**READING TEXT**:
>>

In a right triangle, the incircle touches the hypotenuse at a point that divides it into two segments measuring 5 cm and 12 cm. Determine the lengths of the legs of the triangle.
[In a right triangle, the point where the inscribed circle touches the hypotenuse divides it into segments of lengths 5 cm and 12 cm. Find the lengths of the triangle’s legs.]
Solution
According to the problem statement, AE = 5\,\text{cm}, BE = 12\,\text{cm}.
Let r be the radius of the incircle.
We have:
- BE = BP = 12\,\text{cm}
- PC = r
- BC = PC + BP = r + 12
- AE = AF = 5\,\text{cm}
- CF = r
- AC = CF + AF = r + 5
- AB = AE + EB = 5 + 12 = 17\,\text{cm}
In triangle \triangle ABC, angle \angle C = 90^\circ. By the Pythagorean theorem:
AB^2 = AC^2 + BC^2
(r + 12)^2 + (r + 5)^2 = 289
r^2 + 24r + 144 + r^2 + 10r + 25 = 289
2r^2 + 34r + 169 = 289
2r^2 + 34r - 120 = 0
r^2 + 17r - 60 = 0
Solving the quadratic equation gives:
r = 3\,\text{cm}
Then:
BC = r + 12 = 15\,\text{cm}, AC = r + 5 = 8\,\text{cm}
Answer:
8\,\text{cm};\quad 15\,\text{cm}

<<

List every segment that the right-triangle solution writes in terms of r, along with the expression it gives for each.

**DATA**:

>>

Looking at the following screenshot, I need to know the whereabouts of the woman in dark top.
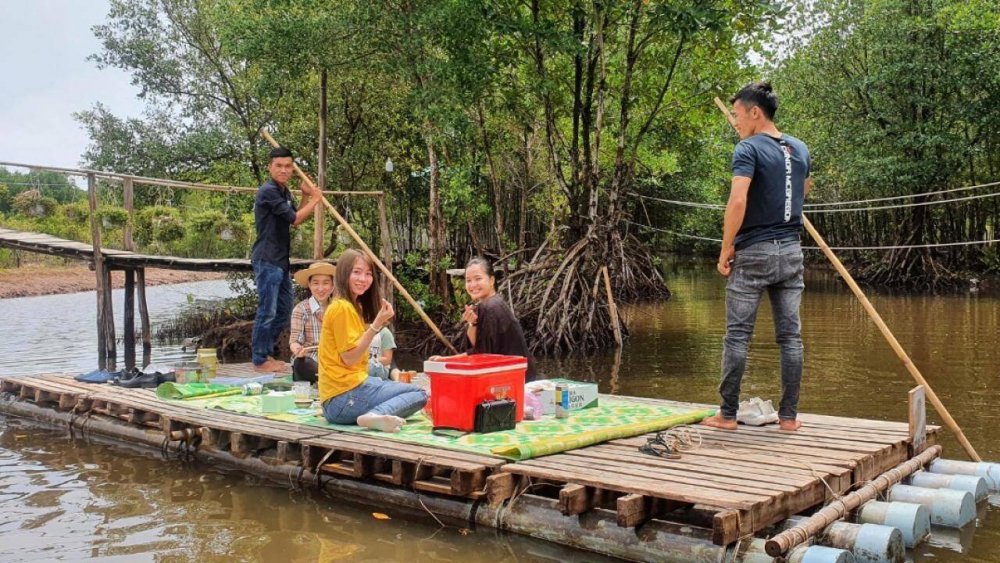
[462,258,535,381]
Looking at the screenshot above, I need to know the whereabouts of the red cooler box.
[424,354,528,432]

<<

**RESULT OF THIS TASK**:
- PC = r
- BC = r + 12
- CF = r
- AC = r + 5